What is expected | Copy the data below exactly, omitting any picture it contains.

Coordinate annotation entries
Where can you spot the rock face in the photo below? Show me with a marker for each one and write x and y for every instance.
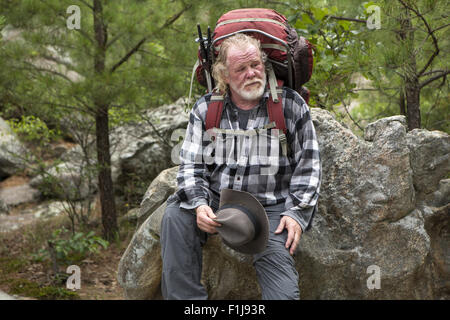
(383, 210)
(10, 146)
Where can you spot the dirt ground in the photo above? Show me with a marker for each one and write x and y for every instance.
(19, 268)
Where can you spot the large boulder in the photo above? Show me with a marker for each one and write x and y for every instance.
(13, 154)
(376, 212)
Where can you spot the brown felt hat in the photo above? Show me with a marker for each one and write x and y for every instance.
(245, 226)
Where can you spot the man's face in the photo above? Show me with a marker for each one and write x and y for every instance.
(246, 73)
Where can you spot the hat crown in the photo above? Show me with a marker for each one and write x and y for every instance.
(237, 229)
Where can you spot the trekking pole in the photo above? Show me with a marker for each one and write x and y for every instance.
(204, 56)
(208, 52)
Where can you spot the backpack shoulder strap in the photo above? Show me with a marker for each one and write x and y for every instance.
(275, 109)
(214, 112)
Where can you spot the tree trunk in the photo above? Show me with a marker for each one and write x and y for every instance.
(413, 103)
(411, 81)
(105, 184)
(401, 103)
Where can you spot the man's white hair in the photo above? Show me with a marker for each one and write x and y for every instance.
(220, 68)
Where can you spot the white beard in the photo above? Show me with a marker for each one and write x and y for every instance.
(254, 94)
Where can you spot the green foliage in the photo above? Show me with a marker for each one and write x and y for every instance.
(32, 289)
(33, 129)
(72, 249)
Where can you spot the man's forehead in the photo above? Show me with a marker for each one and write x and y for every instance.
(243, 53)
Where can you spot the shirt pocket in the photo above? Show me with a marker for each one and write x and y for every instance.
(265, 150)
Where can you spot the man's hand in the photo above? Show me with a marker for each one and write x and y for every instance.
(204, 219)
(294, 232)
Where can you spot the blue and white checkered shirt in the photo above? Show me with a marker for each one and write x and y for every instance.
(249, 160)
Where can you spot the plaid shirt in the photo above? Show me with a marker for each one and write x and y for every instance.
(295, 178)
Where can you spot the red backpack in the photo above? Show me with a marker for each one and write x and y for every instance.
(290, 57)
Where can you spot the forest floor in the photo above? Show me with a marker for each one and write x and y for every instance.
(24, 274)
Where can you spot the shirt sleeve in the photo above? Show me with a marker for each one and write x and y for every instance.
(193, 186)
(306, 178)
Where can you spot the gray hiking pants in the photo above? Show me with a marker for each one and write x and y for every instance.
(181, 251)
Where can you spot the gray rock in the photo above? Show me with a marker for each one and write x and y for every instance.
(372, 212)
(430, 158)
(12, 152)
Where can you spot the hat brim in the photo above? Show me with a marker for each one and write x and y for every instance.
(247, 200)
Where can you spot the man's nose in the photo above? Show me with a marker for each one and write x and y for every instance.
(251, 73)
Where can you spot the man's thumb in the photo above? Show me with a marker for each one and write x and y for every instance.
(280, 226)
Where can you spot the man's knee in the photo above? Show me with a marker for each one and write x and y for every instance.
(277, 276)
(176, 217)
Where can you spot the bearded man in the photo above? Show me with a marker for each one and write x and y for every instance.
(289, 196)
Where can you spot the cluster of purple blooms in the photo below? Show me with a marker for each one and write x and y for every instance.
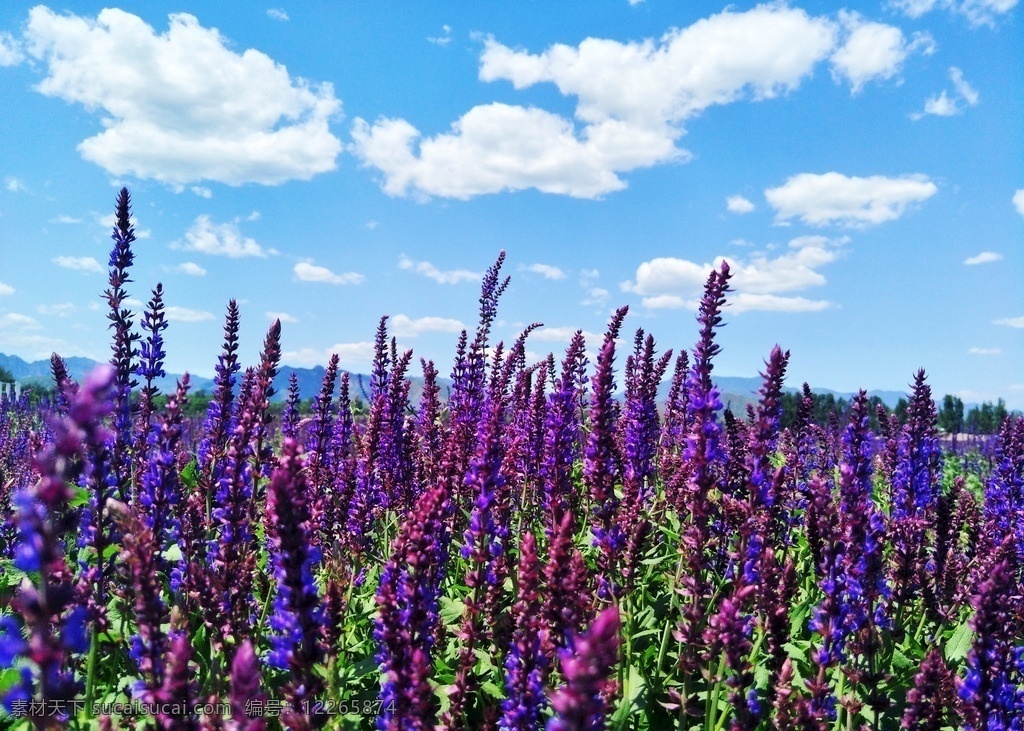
(537, 550)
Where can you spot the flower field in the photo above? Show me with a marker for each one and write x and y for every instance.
(548, 545)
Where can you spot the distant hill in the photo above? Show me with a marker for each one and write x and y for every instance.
(309, 379)
(736, 391)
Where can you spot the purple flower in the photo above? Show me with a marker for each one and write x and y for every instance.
(297, 619)
(580, 703)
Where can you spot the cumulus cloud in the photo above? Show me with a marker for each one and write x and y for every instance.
(762, 281)
(443, 39)
(977, 12)
(308, 271)
(190, 268)
(546, 270)
(872, 50)
(946, 105)
(632, 101)
(841, 200)
(82, 263)
(10, 50)
(219, 240)
(183, 314)
(984, 257)
(450, 276)
(18, 321)
(404, 327)
(738, 204)
(59, 309)
(353, 356)
(180, 106)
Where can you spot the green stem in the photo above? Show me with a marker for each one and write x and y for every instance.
(90, 673)
(711, 710)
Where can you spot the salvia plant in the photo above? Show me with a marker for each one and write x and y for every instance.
(592, 541)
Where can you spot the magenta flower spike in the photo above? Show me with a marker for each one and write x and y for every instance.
(586, 664)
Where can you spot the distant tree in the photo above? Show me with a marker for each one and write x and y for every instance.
(951, 415)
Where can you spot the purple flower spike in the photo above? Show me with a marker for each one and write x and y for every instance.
(580, 704)
(930, 701)
(247, 697)
(298, 618)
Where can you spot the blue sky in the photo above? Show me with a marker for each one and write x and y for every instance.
(860, 166)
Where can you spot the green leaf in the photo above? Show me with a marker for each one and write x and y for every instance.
(960, 644)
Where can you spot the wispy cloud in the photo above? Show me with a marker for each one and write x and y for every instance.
(947, 105)
(632, 101)
(215, 115)
(738, 204)
(984, 257)
(220, 240)
(546, 270)
(840, 200)
(450, 276)
(81, 263)
(308, 271)
(183, 314)
(762, 281)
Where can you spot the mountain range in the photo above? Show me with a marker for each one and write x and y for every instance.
(736, 391)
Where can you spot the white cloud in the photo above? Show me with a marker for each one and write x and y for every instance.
(181, 106)
(190, 268)
(308, 271)
(18, 321)
(10, 50)
(977, 12)
(983, 258)
(595, 296)
(841, 200)
(82, 263)
(760, 282)
(451, 276)
(183, 314)
(406, 327)
(872, 50)
(738, 204)
(562, 335)
(632, 100)
(283, 316)
(966, 91)
(946, 105)
(219, 240)
(546, 270)
(353, 356)
(441, 40)
(60, 309)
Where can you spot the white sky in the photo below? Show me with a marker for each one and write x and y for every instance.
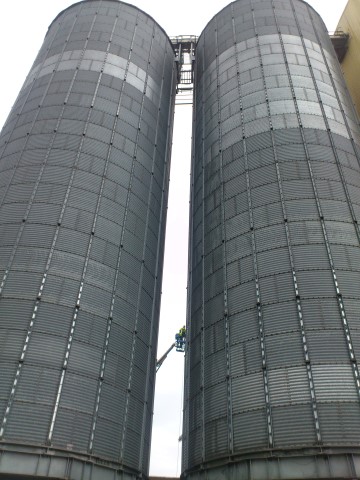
(23, 25)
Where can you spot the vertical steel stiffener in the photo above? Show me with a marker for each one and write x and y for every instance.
(272, 379)
(84, 171)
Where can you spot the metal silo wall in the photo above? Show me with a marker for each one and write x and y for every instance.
(272, 380)
(84, 170)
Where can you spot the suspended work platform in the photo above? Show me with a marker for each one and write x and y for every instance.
(184, 48)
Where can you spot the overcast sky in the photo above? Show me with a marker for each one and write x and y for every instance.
(23, 24)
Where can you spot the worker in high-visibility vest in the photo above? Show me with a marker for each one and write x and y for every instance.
(180, 338)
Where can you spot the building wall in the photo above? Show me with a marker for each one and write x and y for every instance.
(274, 278)
(350, 23)
(84, 171)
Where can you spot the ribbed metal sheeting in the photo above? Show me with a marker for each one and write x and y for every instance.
(275, 261)
(84, 170)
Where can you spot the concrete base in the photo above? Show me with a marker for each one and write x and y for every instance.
(285, 467)
(19, 462)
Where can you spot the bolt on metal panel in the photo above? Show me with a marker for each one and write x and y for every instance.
(273, 211)
(85, 151)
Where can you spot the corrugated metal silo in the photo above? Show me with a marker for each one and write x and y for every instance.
(272, 379)
(84, 170)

Task output |
Where can you spot the rock face in the photo below? Show me with a marker for each one and write x and y for every instance.
(383, 210)
(10, 146)
Where can you spot the dirt ground in the photo above? Show me with a marker for each one and write x and y for every instance.
(19, 268)
Where can you spot the large boulder in the photo above? Show me with a marker for each one and write x and y for every instance.
(13, 154)
(376, 212)
Where can you spot the brown felt hat in the photo above? Show me with a marker for each one and write x and y for every instance.
(245, 226)
Where can you spot the man's face in the photo above? Show me with a marker for each one and write x and y for every instance.
(246, 73)
Where can you spot the hat crown in the photo above? Show me with a marker for each one and write x and y for every instance.
(237, 229)
Where can you spot the trekking pole in the photo above? Show me with a marker for each one and write x and y for every instance.
(204, 56)
(208, 52)
Where can you spot the backpack shoulder strap in the photo above? Show me with a marker for each one and write x and y for every instance.
(275, 109)
(214, 112)
Where can you spot the tree trunk in the photo above? Show me with a marker for each one and write x and y for every instance.
(413, 103)
(411, 81)
(105, 184)
(401, 103)
Where can you spot the man's white hair in the photo above? Show me with a marker for each one and write x and y for every instance.
(220, 68)
Where can you spot the white beard in the photo above? Show me with a marker for each one and write x and y for every instance.
(254, 94)
Where can you spot the green foliage in the photo above? Show me with a marker for each one and write x and y for every instance.
(32, 289)
(33, 129)
(72, 249)
Where can you spot the man's forehead in the photo above? Show me with a marker for each one and write x and y for every instance.
(243, 53)
Where can you spot the shirt pocket in the photo above? Show me with a marker for each one and write x and y for every instance.
(265, 150)
Where can you spot the man's hand in the photo above? Show me with a marker for each one and write x and y for every instance.
(204, 219)
(294, 232)
Where can you spot the blue and white checkered shirt in the photo above? Show me with a marker for each one and write x and y for every instance.
(249, 160)
Where can you spot the plaid shirt in the photo above? Show me with a marker for each one and write x and y for every instance.
(295, 178)
Where can you spot the red backpack in the photo above? Show me with a marker for each one and write x and y for every instance.
(290, 57)
Where can you spot the forest floor in the photo above? Show me with a marker for each one and write x and y for every instance.
(24, 274)
Where can you spot the shirt sleeve in the photo above? Show me with a marker for each one and write x and y for every instance.
(193, 186)
(306, 178)
Where can you spot the gray hiking pants in the photo above? Show me with a marker for each one and write x and y for every instance.
(181, 251)
Where can you spot the gray rock in the photo above? Show me with a marker for each one and write x and y for every instance.
(372, 212)
(430, 158)
(12, 152)
Where can you spot the hat brim in the photo above? Show me with a marker for each one and write x and y for every instance.
(247, 200)
Where can you spot the man's nose in the photo above? Show me with a marker for each one and write x and y for every instance.
(251, 73)
Where can you spot the man's thumb in the photo above? Show me with a marker for each one and write x and y for every instance.
(280, 226)
Where can you spot the man's knee in the photo above? Show me with a marker for each one and write x and y for every instance.
(277, 276)
(176, 217)
Where can you spot the bearded man in the photo above? Show me with a marker for each one and write x and y for every instance.
(289, 196)
Where can you spot the cluster of purple blooms in the photo below? Show me with a marker for each one and write x and y for every instance.
(537, 550)
Where can you spot the flower field in the photo above? Show me with a marker for each one and write x and y for every instance.
(548, 545)
Where can you spot the distant hill in the photo above? Show me with a marker for each one and write x and y for every instance.
(309, 379)
(736, 391)
Where can you spot the purple flower in the photo above? Show me with a marker for each one and write x and y for every instance.
(297, 619)
(580, 703)
Where can you spot the cumulus cloud in the photo above? Show me with a marker for each one and write x and y for every instance.
(762, 281)
(443, 39)
(977, 12)
(308, 271)
(190, 268)
(546, 270)
(872, 50)
(946, 105)
(632, 101)
(841, 200)
(82, 263)
(10, 50)
(219, 240)
(183, 314)
(984, 257)
(450, 276)
(18, 321)
(404, 327)
(738, 204)
(59, 309)
(353, 356)
(180, 106)
Where can you spot the green stem in the photo above? Show me with a marker for each one and write x and y for every instance.
(90, 673)
(711, 710)
Where can you spot the salvia plant in the photo above? Show me with a marker for each one and write x and y for every instance.
(592, 541)
Where can you spot the magenta flower spike in the photo above? Show me with a marker for each one and write x and y for every instance.
(586, 664)
Where can you spot the distant tree in the photo above? Show me with a marker for each one and write x and y for every instance.
(951, 415)
Where can you spot the purple flower spike in the photo above? Show me with a marker for each one and write x and y for every instance.
(580, 704)
(930, 701)
(247, 697)
(298, 618)
Where can you spot the blue sky in the photo above? Show me with a marker for each one and write x and y for every instance.
(860, 166)
Where can you spot the green leaf in the photo above? Show me with a marker for each one and write x and y for every instance.
(960, 644)
Where can you spot the wispy cloud in the photo above? Show me with a marker for each one and write x and y for every instance.
(947, 105)
(632, 101)
(215, 115)
(738, 204)
(984, 257)
(220, 240)
(546, 270)
(840, 200)
(450, 276)
(81, 263)
(308, 271)
(183, 314)
(762, 281)
Where can you spot the mountain range in the photo above? Show me with a marker for each one and write x and y for every instance.
(736, 391)
Where can you spot the white cloud in the photo above? Show me with a marker for each one and write x and y for every instance.
(181, 106)
(190, 268)
(308, 271)
(18, 321)
(10, 50)
(977, 12)
(983, 258)
(595, 296)
(841, 200)
(82, 263)
(760, 282)
(451, 276)
(183, 314)
(406, 327)
(872, 50)
(738, 204)
(562, 335)
(632, 100)
(283, 316)
(966, 91)
(946, 105)
(219, 240)
(546, 270)
(353, 356)
(441, 40)
(60, 309)
Where can you spot the white sky in the photo below? Show me with a marker for each one and write x and y for every instance.
(23, 25)
Where can you spot the vertical steel stiffener in the photo above? Show me with a marker for each one and write x and y for every instance.
(272, 379)
(84, 171)
Where can you spot the metal silo wall in the photo above? Show me with a marker for each one and write x and y for every instance.
(272, 380)
(84, 170)
Where can you spot the suspended work platform in the photo above? Show me with a marker for each one and write x and y for every instance.
(184, 48)
Where can you spot the overcast sky in the photo above? Show me with a marker for each one and write x and y for every instance.
(23, 24)
Where can you spot the worker in high-visibility vest in the photo above? Show me with a marker for each one and write x and y for every instance.
(180, 338)
Where can you spot the building wall in the photo above? Show me with a marker for each one and write x and y for every instance.
(274, 278)
(350, 23)
(84, 171)
Where can you spot the ribbed metal sheeting in the photo above? Show me with a marker for each one and write x and y for every instance.
(275, 261)
(84, 170)
Where can you spot the concrete base in the photo above? Show me with a marker for each one and write x and y for every instance.
(285, 467)
(19, 462)
Where can you spot the bolt on metal panel in the photo above? Show me with a marker for each one and write x and y for every instance.
(273, 211)
(85, 151)
Where can you spot the corrugated metal silo in the photo above? Show me with a marker for each one and write x and y for every instance.
(272, 379)
(84, 170)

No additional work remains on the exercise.